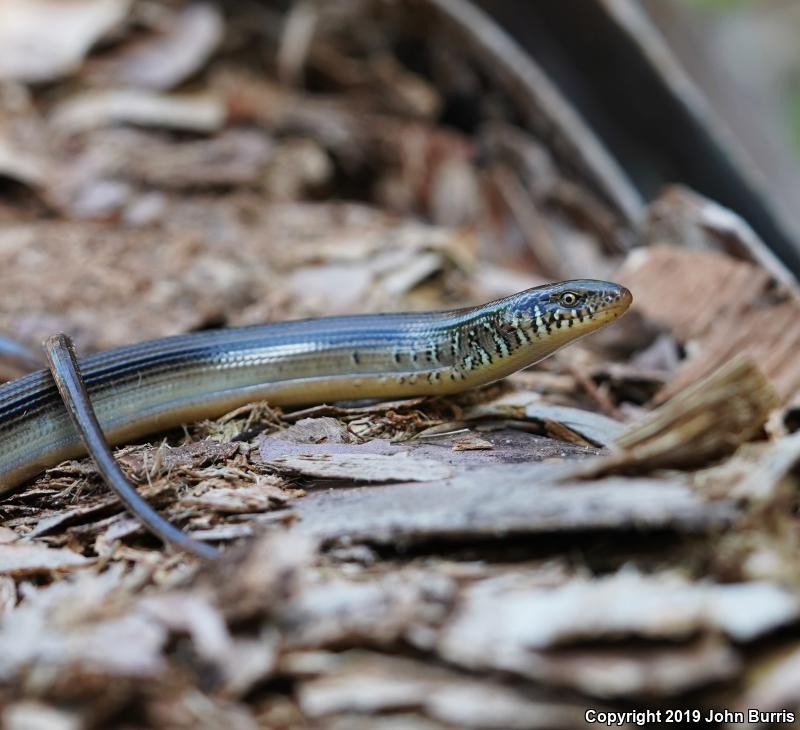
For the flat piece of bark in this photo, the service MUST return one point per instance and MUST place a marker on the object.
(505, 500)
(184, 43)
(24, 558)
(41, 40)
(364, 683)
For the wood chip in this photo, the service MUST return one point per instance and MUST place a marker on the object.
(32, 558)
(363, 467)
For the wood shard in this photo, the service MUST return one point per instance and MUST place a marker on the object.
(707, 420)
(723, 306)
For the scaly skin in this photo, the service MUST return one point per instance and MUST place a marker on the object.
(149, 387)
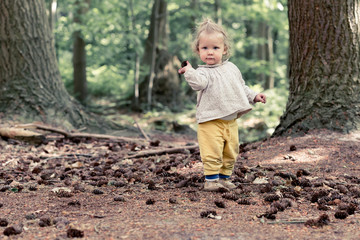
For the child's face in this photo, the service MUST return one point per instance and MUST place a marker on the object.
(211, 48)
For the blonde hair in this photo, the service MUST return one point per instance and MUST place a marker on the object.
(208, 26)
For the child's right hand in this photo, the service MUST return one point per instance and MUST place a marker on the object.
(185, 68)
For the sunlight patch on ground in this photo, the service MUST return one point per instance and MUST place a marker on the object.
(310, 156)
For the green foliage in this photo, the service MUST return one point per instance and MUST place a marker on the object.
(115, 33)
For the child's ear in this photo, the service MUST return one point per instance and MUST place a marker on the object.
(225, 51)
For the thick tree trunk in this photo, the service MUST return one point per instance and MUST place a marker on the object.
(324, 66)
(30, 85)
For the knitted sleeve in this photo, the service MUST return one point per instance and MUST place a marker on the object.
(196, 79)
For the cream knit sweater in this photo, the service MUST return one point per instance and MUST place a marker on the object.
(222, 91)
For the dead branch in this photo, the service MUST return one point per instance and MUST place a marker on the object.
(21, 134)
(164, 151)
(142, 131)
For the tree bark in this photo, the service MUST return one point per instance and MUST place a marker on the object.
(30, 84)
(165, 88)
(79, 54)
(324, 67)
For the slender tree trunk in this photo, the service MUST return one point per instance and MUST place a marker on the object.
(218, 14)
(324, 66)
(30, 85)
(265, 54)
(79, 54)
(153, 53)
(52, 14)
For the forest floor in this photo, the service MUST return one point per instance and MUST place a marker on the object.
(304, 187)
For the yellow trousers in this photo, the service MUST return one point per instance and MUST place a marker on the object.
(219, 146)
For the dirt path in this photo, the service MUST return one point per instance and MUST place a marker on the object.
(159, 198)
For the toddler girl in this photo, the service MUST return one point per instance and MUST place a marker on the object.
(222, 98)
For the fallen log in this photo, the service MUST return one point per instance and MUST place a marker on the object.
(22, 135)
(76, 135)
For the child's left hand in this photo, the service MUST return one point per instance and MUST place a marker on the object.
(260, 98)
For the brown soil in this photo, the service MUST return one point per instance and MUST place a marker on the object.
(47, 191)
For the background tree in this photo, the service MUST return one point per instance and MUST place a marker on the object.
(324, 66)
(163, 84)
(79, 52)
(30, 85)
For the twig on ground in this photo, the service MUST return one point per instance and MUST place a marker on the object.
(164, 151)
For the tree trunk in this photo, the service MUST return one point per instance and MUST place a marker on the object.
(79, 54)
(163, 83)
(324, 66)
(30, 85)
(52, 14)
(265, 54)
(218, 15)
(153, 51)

[Exercise aim]
Copy the entries above faithfully and omit every image.

[Solution below]
For the flat piece of bark in this photo, the service MUST return one point per instance and MUST place a marker on the object.
(505, 500)
(184, 43)
(24, 558)
(41, 40)
(364, 683)
For the wood chip in this photo, the service MUST return one point per instance and MUST place a marker on the object.
(32, 558)
(363, 467)
For the wood shard in this photo, the service MUST return one point per instance and MUST place a marker on the object.
(707, 420)
(723, 306)
For the scaly skin in this photo, the service MUST return one point per instance and MUST place a marker on the object.
(149, 387)
For the child's face in this photo, the service MUST return one point per instance and MUST place a marker on the object.
(211, 48)
For the blonde hair in this photo, the service MUST return one point per instance and MUST place a marker on the object.
(208, 26)
For the child's right hand in this photo, the service MUST return one point per instance and MUST place a marker on the object.
(185, 68)
For the sunlight patch on ground in this photo, the service MUST return one point per instance and MUST place a marker on the object.
(310, 156)
For the green foliage in this photo, the service MUST return one point per instance and MUST place a marker on the object.
(115, 33)
For the child's ear in this photo, the service MUST return one point per instance and MUST place a marker on the object.
(225, 51)
For the thick tree trunk in this photo, the service MUST return one point per instance and MUST place a marker on the object.
(324, 66)
(30, 85)
For the knitted sleeve in this photo, the service MUST return one point per instance and MUST place a marker on the object.
(196, 79)
For the cream knit sweater in this photo, the service MUST return one point per instance and MUST place a marker on the object.
(222, 91)
For the dead branch in this photo, the service MUST return one point per instance and MUST place a marker on the object.
(21, 134)
(164, 151)
(142, 131)
For the tree bark in this photo, the service MUST return one point per instance and MUST place a marker on the object.
(30, 84)
(165, 88)
(79, 54)
(324, 67)
For the slender tree trunk in this photo, the service MUST return one point per instance and MUST place a marker on the object.
(218, 14)
(324, 66)
(30, 85)
(265, 54)
(79, 54)
(153, 53)
(52, 14)
For the forest floor in this photo, the service MUST return one point per instance and MUST place a marker on the object.
(304, 187)
For the yellow trousers in this photo, the service MUST return one point per instance and MUST place a marker on the object.
(219, 146)
For the dirt path in this photo, the service MUST return one point per instance and MUST place a marker on the object.
(159, 198)
For the toddler girl in this photo, the service MUST return one point per instance and MUST place a marker on the object.
(222, 98)
For the fallen log in this photo, the service MUST return one point per instance and MUST place a marker on the object.
(22, 135)
(76, 135)
For the child's left hand in this photo, the service MUST return one point per instance and MUST place a marker on the object.
(260, 98)
For the brown soil in this photo, the service MUST return one point per instance and MUST place a marker on the object.
(47, 191)
For the background tree in this photo, the service MUST return one point per instance and MUST place a marker on the object.
(324, 66)
(163, 84)
(79, 52)
(30, 85)
For the twig on ground in this photo, the service MUST return one point per instance and MUST place a marker on the object.
(164, 151)
For the tree trunk in this photo, the service MUST return one point per instance and MUST place a marker on the object.
(79, 54)
(163, 83)
(324, 66)
(30, 85)
(52, 14)
(265, 54)
(218, 15)
(153, 51)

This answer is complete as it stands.